| Selected text |
After about 2 weeks the active microbes change from bacteria dominant
to fungi dominant. As this process continues humus develops, (rotting)
which is then transformed into a humic acid.
The humic acids are referred to as Dissolved Organic Carbon, DOC.
DOC is a natural part of many fresh and saltwater ecosystems. As
the acid leaches into the water it interacts with sunlight and dissolved
oxygen and becomes unstable, decomposing into 2 single oxygen radicals.
Thereafter, the oxygen radicals form a super-oxide radical, which
then forms hydrogen peroxide in water. The hydrogen peroxide is
more stable and long lasting in freshwater. The breaking down process
of the barley then forms a continuous supply of the right form of
DOC whereby the oxidizing agents can be continuously produced.
According to the CAPM, "Concentration of hydrogen peroxide
of only 2 ppm peroxide have been demonstrated to inhibit the growth
of algae." Some reports determined that barley straw might
also act as a clarifier by flocculating fine particles in water.
How to Apply Straw
The CAPM states that the production of anti algal
activity is only produced when the straw is rotting under well-oxygenated
conditions and is near the surface of the water to properly mix
with sunlight and dissolved oxygen. Straw should be loosely packed
to benefit the breakdown process. Bales are too tightly packed and
therefore do not allow for sufficient water movement through the
straw, which will progressively become anaerobic (without oxygen)
and may actually be a hazard.
Pellets sink, break down quickly and can become a mess at the pond
bottom, thus creating the very problems you want to alleviate. Since
the chemicals are only produced near the surface, barley that sinks
or is too tightly packed will have no useful effect. Further, according
to the Center, anaerobic decomposition can produce chemicals, which
actually stimulate the growth of algae because the algae can use
them as a source of carbon.
The production of hydrogen peroxide from the straw and lavender
will continue until the decomposition process is almost complete—a
process that generally lasts about four to six months. Hydrogen
peroxide in low concentrations such as those produced by the above
process has not been associated with any negative effects either
on higher plants or on invertebrate animals and fish.

| Instructions to follow |
Please translate this sentence from the barley straw text into Spanish: "Straw should be loosely packed to benefit the breakdown process." The material that comes next is not needed for this work.

| Information provided |
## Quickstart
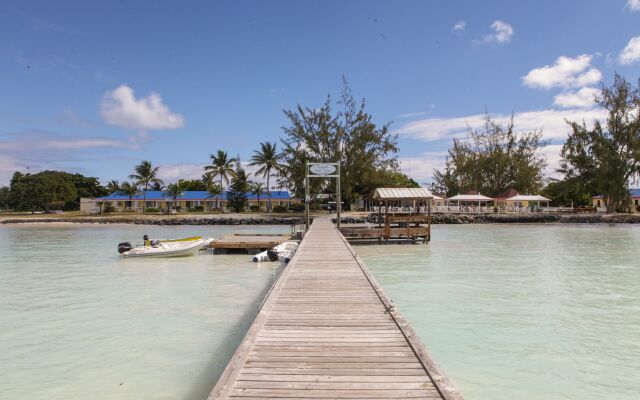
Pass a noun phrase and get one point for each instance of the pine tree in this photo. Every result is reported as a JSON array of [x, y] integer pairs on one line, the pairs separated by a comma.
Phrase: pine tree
[[237, 193]]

| Solved exercise |
La paja debe colocarse sin apretar para favorecer el proceso de descomposición.